**REQUEST:**
Convert the items below into a two-column CSV with the headers "item_text" and "answer", one row per item, placing each field in double quotes and replacing any line breaks with spaces. Begin at the line that has "Question: In the picture above, for every instance of the nose" and stop after the line that has "[(173, 194)]".

⁂

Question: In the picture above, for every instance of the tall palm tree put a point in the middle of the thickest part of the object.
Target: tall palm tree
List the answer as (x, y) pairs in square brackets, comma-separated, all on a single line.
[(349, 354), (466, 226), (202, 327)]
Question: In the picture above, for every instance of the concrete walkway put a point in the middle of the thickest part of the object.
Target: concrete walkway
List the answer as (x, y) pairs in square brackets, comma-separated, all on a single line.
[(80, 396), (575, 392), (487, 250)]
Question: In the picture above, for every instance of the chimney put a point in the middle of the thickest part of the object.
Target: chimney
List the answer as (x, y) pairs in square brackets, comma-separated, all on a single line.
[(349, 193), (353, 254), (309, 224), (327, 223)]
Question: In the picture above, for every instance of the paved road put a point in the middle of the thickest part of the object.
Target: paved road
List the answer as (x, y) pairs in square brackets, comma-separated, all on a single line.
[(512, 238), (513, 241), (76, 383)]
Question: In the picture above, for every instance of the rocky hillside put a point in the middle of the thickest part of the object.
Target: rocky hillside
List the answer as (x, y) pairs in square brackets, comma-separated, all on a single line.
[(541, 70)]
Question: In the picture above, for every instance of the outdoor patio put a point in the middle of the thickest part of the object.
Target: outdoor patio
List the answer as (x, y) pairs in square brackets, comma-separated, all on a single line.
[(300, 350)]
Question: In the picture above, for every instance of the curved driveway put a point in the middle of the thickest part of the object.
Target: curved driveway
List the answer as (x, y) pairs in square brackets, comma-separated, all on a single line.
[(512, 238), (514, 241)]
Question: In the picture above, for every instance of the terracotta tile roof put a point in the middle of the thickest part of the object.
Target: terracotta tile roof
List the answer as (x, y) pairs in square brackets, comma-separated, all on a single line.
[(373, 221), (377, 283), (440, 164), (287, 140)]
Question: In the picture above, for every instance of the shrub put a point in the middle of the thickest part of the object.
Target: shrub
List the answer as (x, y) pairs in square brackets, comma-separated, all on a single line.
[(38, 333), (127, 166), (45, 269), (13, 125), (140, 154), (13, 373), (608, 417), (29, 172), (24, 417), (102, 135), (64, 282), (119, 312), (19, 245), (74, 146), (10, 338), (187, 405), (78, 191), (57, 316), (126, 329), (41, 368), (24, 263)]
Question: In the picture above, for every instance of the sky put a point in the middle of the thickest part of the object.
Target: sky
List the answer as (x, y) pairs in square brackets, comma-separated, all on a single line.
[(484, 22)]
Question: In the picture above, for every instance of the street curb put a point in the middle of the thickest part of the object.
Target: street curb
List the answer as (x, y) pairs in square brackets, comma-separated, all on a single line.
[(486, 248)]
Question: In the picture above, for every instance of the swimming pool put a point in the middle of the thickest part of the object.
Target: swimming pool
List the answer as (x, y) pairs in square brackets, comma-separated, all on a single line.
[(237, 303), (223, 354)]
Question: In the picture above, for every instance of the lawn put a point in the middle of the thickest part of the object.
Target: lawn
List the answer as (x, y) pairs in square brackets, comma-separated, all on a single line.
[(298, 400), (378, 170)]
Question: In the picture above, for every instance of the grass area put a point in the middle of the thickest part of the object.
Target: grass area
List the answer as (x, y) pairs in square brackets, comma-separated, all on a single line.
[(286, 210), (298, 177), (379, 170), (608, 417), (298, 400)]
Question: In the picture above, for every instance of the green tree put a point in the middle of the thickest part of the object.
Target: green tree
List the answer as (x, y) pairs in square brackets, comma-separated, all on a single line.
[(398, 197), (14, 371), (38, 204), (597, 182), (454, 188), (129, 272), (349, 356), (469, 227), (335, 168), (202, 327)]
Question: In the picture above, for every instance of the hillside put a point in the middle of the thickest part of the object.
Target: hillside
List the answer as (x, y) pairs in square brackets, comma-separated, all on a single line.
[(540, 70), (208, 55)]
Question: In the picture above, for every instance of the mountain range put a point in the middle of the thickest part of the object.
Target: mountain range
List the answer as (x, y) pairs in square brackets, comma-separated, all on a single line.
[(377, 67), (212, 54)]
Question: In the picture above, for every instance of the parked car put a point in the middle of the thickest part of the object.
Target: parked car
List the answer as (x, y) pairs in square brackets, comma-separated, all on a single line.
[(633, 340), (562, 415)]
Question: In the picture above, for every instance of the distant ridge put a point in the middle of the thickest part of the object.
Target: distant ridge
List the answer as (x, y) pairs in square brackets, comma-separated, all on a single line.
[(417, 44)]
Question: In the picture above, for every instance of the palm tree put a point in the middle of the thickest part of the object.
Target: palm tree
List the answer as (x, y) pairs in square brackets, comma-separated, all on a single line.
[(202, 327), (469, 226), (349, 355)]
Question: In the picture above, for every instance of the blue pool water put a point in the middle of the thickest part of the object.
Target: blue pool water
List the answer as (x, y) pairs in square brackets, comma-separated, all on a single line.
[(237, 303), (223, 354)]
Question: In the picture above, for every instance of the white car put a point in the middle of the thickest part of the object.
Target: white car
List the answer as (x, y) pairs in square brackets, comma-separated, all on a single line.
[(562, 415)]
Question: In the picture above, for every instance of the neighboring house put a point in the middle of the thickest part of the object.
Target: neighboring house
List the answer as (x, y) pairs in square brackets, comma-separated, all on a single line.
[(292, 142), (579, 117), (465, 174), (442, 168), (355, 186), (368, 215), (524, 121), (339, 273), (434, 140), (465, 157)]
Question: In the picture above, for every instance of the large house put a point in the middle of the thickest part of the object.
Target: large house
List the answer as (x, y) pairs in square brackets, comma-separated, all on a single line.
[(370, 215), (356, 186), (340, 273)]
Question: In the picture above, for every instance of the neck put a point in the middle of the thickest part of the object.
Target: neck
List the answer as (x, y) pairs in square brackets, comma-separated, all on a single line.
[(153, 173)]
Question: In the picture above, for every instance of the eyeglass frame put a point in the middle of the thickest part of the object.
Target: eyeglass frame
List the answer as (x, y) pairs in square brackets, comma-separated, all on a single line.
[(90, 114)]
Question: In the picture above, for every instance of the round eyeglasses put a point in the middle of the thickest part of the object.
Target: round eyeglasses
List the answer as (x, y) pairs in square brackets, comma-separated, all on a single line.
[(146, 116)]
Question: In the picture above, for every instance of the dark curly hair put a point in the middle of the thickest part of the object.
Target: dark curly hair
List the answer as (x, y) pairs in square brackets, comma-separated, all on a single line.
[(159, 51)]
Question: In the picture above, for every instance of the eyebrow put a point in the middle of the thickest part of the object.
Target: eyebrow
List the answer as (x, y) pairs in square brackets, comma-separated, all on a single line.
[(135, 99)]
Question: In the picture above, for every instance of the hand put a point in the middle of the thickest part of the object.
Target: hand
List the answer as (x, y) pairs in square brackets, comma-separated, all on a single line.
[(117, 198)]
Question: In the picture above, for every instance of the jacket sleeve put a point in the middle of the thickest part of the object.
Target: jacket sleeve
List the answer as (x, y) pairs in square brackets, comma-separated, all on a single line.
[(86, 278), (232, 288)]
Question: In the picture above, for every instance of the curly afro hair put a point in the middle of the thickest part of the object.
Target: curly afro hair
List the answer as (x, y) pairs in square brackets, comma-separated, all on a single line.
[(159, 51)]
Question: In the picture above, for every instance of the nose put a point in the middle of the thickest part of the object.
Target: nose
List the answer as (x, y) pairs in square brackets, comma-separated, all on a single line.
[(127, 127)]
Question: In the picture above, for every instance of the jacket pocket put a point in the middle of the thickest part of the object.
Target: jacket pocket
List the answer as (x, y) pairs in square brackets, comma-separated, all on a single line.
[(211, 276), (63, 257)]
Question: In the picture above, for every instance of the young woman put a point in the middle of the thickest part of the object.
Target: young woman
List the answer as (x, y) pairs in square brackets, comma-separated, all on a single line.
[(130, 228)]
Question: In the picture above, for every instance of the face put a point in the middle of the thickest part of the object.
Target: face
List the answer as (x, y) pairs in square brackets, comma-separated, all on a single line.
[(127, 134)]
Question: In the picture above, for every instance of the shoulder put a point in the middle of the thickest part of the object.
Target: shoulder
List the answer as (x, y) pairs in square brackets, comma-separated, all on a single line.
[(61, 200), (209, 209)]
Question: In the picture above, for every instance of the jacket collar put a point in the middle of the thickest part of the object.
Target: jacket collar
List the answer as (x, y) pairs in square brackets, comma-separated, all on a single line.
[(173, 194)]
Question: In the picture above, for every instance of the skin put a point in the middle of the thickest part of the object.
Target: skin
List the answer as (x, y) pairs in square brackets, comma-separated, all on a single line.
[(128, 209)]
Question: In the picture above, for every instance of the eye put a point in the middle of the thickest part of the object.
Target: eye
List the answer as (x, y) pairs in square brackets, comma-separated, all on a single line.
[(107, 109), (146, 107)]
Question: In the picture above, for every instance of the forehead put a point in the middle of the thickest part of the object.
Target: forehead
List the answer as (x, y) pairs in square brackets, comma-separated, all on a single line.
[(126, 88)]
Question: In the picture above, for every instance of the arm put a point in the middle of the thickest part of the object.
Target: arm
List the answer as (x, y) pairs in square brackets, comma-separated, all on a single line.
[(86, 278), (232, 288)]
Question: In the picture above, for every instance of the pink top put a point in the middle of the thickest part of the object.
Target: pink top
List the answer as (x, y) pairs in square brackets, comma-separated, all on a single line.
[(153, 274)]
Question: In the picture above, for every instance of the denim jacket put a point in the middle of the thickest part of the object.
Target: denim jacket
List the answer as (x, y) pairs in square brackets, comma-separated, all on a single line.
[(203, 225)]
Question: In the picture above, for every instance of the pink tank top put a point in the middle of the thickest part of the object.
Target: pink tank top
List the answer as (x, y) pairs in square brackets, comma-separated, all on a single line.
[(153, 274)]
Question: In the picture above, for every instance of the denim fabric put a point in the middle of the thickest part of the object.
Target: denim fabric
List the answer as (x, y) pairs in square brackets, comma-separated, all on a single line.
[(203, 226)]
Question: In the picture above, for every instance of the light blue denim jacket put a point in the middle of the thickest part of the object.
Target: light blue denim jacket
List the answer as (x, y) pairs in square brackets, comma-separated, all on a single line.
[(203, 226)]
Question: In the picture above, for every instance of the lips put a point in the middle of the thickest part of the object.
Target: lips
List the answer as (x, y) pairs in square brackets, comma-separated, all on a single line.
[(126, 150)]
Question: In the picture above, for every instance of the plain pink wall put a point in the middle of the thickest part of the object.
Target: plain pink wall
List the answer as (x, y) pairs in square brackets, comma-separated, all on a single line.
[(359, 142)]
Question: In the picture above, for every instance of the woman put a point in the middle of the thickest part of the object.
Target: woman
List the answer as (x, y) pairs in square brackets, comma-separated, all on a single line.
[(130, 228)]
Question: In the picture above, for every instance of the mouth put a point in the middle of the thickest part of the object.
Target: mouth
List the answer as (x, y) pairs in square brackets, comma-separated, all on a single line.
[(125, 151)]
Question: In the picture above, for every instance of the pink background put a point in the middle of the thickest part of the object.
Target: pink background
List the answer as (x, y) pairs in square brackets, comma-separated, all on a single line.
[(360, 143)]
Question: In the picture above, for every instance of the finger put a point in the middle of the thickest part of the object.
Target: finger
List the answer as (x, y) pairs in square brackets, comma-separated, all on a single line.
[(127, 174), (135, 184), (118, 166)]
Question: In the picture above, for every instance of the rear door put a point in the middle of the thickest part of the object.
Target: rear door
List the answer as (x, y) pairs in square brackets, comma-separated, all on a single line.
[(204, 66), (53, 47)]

⁂

**FULL OUTPUT:**
item_text,answer
"Question: In the picture above, for every instance of the nose put a point in the middle of the thickest part of the object. Target: nose List the answer as (x, y) pairs in square brackets, comma-separated, all on a single line.","[(127, 127)]"
"Question: In the picture above, for every instance of the jacket pocket put a point in the middle of the thickest part of the object. Target: jacket pocket List the answer as (x, y) pairs in square brackets, comma-separated, all on a single line.","[(211, 276), (63, 257)]"
"Question: In the picture above, for every instance of the young woman put a point in the middle of the thickest part of the object. Target: young woman List the answer as (x, y) pairs in square brackets, comma-separated, all on a single line.","[(130, 228)]"
"Question: In the picture above, for every instance of the face put a point in the middle of the thickest part of the object. Target: face List the answer as (x, y) pairs in square brackets, comma-separated, all on a single line.","[(127, 134)]"
"Question: In the picture above, for every instance of the shoulder put a point in the middle of the thickest part of the object. Target: shoulder List the answer as (x, y) pairs in square brackets, comma-separated, all on a single line.","[(61, 200), (209, 209)]"
"Question: In the picture above, for every instance of the jacket collar put a point in the middle of the thickest part of the object. Target: jacket collar List the answer as (x, y) pairs in square brackets, comma-separated, all on a single line.","[(173, 194)]"